⟨

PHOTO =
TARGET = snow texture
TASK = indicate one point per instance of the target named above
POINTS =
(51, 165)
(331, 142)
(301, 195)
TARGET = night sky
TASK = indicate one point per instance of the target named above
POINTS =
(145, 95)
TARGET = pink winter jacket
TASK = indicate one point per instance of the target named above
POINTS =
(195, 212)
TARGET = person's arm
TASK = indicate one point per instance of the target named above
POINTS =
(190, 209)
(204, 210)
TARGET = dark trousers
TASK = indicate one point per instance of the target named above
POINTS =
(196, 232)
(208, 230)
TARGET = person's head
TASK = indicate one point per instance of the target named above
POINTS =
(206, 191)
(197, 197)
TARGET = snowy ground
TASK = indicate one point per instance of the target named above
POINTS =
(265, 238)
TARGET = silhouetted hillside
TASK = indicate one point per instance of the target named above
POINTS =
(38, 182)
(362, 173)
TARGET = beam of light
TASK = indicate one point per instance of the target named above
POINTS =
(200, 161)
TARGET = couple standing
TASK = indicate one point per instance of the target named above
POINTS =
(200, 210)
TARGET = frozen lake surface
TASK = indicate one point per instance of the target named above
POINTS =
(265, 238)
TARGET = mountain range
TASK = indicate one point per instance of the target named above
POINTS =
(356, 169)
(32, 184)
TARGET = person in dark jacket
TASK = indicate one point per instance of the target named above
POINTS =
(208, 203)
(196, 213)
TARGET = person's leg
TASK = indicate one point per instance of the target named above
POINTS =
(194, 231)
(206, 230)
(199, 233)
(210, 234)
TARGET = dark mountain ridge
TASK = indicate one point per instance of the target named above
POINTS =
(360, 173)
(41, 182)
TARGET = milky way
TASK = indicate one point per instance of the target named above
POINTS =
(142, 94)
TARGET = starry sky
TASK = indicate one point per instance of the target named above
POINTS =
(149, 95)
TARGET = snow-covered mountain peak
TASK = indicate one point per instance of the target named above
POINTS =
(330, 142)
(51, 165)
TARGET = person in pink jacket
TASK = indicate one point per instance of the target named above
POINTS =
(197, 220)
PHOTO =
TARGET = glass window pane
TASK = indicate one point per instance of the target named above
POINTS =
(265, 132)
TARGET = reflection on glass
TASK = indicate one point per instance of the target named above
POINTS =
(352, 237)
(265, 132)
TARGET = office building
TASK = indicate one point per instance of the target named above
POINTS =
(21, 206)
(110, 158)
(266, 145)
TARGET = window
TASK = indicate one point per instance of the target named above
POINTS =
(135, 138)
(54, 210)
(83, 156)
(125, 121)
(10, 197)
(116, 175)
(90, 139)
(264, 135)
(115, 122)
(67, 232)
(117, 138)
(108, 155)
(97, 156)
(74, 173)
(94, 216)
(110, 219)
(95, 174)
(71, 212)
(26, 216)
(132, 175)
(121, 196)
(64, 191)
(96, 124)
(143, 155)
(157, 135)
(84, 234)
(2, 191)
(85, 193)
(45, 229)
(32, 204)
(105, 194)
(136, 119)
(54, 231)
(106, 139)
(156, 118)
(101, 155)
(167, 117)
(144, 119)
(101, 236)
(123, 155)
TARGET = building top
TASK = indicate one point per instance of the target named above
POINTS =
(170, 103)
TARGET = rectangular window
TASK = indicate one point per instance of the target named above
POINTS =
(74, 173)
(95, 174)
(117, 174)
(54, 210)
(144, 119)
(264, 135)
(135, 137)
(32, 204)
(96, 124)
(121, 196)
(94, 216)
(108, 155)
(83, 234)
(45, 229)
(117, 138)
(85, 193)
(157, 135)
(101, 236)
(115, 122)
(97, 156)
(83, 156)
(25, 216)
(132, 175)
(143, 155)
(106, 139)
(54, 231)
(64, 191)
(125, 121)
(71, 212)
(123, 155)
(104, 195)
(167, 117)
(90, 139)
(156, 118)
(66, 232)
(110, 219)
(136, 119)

⟩

*Task*.
Transcribe, with no changes, the listing above from its first line through the line with "TARGET = person in dark jacket", including that line, and stop once it is done.

*Your solution*.
PHOTO =
TARGET = snow texture
TASK = indicate one point per instance of the target named above
POINTS =
(51, 165)
(331, 142)
(301, 195)
TARGET = night sky
TASK = indicate one point per instance of the target named above
POINTS =
(145, 95)
TARGET = pink winter jacket
TASK = indicate one point per instance of the target named above
POINTS =
(195, 212)
TARGET = person's arm
TASK = indicate one point per instance of the target named above
POINTS =
(190, 209)
(204, 210)
TARGET = dark trousers
TASK = indicate one point per instance of the target named above
POINTS =
(196, 232)
(208, 230)
TARGET = person's head
TASK = indicate one point per instance of the target named above
POINTS =
(206, 191)
(197, 197)
TARGET = snowy ground
TASK = indicate one point per instance of the target named above
POINTS =
(265, 238)
TARGET = silhouetted hillside
TASK = indicate one point per instance of the target named above
POINTS =
(38, 182)
(362, 173)
TARGET = beam of light
TASK = indicate one point per instance of the target named above
POINTS =
(200, 161)
TARGET = couple standing
TASK = indicate one point per instance of the target named above
POINTS =
(200, 210)
TARGET = frozen lake surface
TASK = indicate one point per instance of the target named above
POINTS =
(265, 238)
TARGET = mountain range
TASK = indicate one point per instance of the target named above
POINTS =
(356, 169)
(32, 184)
TARGET = person in dark jacket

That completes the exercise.